## Texto de leitura
<<<<

Trabalhar rádio na escola traz retornos incríveis
Entro em uma sala de aula na Escola Municipal Alcide de Gasperi, em Higienópolis, Zona Norte do Rio de Janeiro, e um grupo de estudantes me espera com bolinho e café. Quatro meninas e um menino. Eles têm no máximo 14 anos.
Quase que sem respirar, Maria Eduarda pergunta se gosto de açúcar ou adoçante. Respondo 6 gotinhas. “6 gotinhas?”, não escondeu a surpresa. Balanço de maneira positiva enquanto viro lentamente a cabeça e aperto os olhos. “Vai ficar muito doce, professor”, conclui.
É um fato que vendo aqueles alunos em ação a vida fica infinitamente menos amarga. Esperança. Pego a xícara já mirando no alimento. Sem tempo a perder.
O bolinho e o cafezinho fazem parte de um momento importantíssimo na semana daquela turma e da professora Silvia Werneck, da sala de leitura. É o instante de discutir o que irá entrar no programa de rádio da escola. Surgem assuntos sérios. Surgem piadas. Surgem músicas. E surgem papéis e mais papéis, físicos mesmo, destinados ao quadro “Operação Cupido”.
A professora intervém pontualmente nas opções editoriais dos cinco, possibilitando que haja um intenso debate sobre como fazer uma rádio informativa, interessante e que chegue ao público-alvo.
Não pense você que não há estúdio. Há estúdio com o clássico vidrinho, mesa de som, microfones e notebook. As caixas de som espalhadas pela escola se encarregam de levar o conteúdo para as centenas de alunos. Adianto: não é a estrutura que faz a diferença. Ajuda, mas é só base de uma construção pedagógica bem-sucedida.
De forma educada, fui avisado que ao tocar a sirene do recreio era para me preparar. Esse era o instante que começava o programa e não seria a minha presença que alteraria. Sérios. Comprometidos. Profissionais. Entendi e avisei que não precisavam nem se importar comigo.
Não deu outra: quando o primeiro estudante rompeu a porta da sala de aula rumo ao pátio, uma das apresentadoras mandou a seguinte letra “Bom dia pessoal, meu nome é Gabriella e está no ar mais uma Rádio Alcide FM”.
Gabriella tem 13 anos e é capaz de entreter uma plateia de mil pessoas. Ao lado da Sabrina, da Maria Eduarda, a Duda, da Ana Beatriz e do Antonio Felipe ( que figura incrível!), tudo fica mais fácil. Convenhamos. Sobra talento. Tanto talento que os outros estudantes quase nem piscam querendo saber o que esse quinteto está falando.

>>>>

## Lista de exercícios
A) No texto sobre a rádio da escola, quantos anos tem Gabriella?
B) Reproduza fielmente o trecho do texto sobre a rádio da escola que começa nas palavras "Quase que sem" e termina depois de "tempo a perder.".
C) Escreva a continuação do texto sobre a rádio da escola, começando logo após a última frase apresentada.

## Conjunto de dados
<<<<

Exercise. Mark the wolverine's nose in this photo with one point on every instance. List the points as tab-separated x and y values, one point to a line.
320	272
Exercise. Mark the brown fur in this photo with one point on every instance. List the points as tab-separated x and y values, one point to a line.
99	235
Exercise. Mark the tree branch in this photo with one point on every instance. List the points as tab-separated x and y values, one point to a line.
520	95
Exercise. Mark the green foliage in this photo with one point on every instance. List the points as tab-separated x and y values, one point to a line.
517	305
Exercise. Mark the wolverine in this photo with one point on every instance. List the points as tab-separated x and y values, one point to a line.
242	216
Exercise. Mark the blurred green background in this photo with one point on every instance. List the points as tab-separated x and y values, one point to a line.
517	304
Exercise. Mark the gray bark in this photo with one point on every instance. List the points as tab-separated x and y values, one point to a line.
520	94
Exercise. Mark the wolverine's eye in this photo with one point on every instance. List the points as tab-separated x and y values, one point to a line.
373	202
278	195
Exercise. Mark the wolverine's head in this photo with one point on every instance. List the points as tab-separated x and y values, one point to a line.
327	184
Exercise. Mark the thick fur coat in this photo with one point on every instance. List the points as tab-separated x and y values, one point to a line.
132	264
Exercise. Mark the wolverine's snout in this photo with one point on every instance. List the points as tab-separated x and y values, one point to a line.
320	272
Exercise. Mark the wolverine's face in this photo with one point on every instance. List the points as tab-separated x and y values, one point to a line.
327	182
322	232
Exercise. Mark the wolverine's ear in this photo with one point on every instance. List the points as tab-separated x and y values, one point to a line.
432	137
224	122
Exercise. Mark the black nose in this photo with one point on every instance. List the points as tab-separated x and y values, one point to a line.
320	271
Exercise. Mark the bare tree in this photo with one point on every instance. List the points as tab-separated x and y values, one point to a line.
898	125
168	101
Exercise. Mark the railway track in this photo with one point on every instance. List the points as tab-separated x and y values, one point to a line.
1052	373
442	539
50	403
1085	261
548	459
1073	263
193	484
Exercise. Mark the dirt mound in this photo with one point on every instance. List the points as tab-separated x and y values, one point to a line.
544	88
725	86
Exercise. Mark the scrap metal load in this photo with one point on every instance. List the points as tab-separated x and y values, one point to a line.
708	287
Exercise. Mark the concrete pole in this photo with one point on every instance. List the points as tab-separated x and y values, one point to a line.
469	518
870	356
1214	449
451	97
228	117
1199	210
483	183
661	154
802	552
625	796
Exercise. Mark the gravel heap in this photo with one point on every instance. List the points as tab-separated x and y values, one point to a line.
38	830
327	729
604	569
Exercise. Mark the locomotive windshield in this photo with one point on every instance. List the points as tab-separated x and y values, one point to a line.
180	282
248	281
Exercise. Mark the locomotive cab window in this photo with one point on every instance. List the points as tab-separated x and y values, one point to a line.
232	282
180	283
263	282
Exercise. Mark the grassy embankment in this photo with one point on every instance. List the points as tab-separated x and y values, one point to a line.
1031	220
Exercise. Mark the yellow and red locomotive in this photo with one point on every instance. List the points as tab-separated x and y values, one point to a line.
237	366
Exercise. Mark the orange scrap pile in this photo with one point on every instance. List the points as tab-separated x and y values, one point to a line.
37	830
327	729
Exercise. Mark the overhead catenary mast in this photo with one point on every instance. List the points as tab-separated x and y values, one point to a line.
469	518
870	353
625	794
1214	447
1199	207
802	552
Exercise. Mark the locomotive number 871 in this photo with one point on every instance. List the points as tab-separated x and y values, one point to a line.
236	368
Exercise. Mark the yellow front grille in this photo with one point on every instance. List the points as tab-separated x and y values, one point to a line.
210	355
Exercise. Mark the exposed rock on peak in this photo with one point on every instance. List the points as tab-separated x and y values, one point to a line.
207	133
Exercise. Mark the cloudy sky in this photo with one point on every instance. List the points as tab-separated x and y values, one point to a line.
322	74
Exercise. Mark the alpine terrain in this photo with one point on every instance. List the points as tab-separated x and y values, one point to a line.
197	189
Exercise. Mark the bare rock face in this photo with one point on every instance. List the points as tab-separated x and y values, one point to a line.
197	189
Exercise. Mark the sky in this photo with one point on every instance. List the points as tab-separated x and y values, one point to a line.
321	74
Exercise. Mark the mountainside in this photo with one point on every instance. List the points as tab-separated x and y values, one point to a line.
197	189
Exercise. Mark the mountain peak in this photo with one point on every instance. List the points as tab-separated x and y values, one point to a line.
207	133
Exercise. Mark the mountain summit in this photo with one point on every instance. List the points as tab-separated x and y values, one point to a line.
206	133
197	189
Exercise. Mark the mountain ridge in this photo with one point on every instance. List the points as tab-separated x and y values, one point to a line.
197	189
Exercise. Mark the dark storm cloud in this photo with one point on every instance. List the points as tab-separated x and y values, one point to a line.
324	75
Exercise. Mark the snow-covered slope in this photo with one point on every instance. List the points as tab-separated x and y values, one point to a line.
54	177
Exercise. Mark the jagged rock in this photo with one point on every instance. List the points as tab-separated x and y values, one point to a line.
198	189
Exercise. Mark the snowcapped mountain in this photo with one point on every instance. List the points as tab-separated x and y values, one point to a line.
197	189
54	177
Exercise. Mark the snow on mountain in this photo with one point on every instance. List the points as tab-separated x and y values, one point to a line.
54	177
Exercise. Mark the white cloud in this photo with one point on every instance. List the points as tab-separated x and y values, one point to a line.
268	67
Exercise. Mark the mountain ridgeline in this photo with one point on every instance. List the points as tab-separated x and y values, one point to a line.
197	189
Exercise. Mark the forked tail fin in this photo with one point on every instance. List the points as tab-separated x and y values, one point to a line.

>>>>

## Respostas escritas
A) Gabriella tem 13 anos.

B)
Quase que sem respirar, Maria Eduarda pergunta se gosto de açúcar ou adoçante. Respondo 6 gotinhas. “6 gotinhas?”, não escondeu a surpresa. Balanço de maneira positiva enquanto viro lentamente a cabeça e aperto os olhos. “Vai ficar muito doce, professor”, conclui.
É um fato que vendo aqueles alunos em ação a vida fica infinitamente menos amarga. Esperança. Pego a xícara já mirando no alimento. Sem tempo a perder.

C)
“Eu hoje vou falar mesmo”, “João Pedro não tá aqui” e “Peraí, não tá dando pra ouvir”. Em um determinado momento, essas frases começaram a ser berradas. Duda, com uma cestinha na mão repleta de papéis, foi cercada por esbaforidas alunas. Algo estava a acontecer. Seria bolão da mega sena? Seria distribuição de ponto extra? Seria uma revelação divina? Não. Na caixa de som a resposta: "Daqui a pouco vamos falar os recados da 'Operação Cupido'. A Duda está com papéis em branco".
Sabe como é, né? Apesar de alguns já terem escrito e dado aos apresentadores, sempre vão ter aqueles que deixam para cima da hora. É assim até com o sentimento.
Enquanto Duda tenta arrumar Bic pra tanta demanda (“tá impossível hoje, professor!”), Ana Beatriz, no quadro “Falando sério”, diz o que pesquisou sobre autoestima.
"A estima é como uma opinião sobre alguém ou até mesmo uma apreciação por alguém. Sendo assim a autoestima é a mesma coisa – só que de si mesmo”.
Sobe som para música. Aproveito para perguntar a professora de onde ela tirou essa ideia.
"A rádio existiu aqui na escola há alguns anos e esse ano a direção pediu para eu assumir e participar do projeto. Estou aqui. A gente organiza, mas eles é que estão à frente, eu fico só nos bastidores”.
As apresentadoras Sabrina e Gabriella dividem o microfone para anunciar “Operação cupido, sintonize com seu amor”. O nome e o slogan nos levam a entender que é de declarações apaixonadas, mas não. Não somente. Tem reconciliação de amizade. Tem agradecimento a professor. Tem elogio ao pessoal da limpeza. Tem aluna falando que ciclana é best friend forever. E tem, óbvio, quem bote para fora toda sua paixão.
Em tempos de cólera, um bom refúgio para despressurizar qualquer tensão. Parece que todos se conhecem e se entendem melhor com aquele programa rolando. Educadores e estudantes. Parece que todos estão no mesmo estúdio, na mesma escola, com o mesmo bolinho. Mas nem sempre tomando café com seis gotas.
Ainda bem.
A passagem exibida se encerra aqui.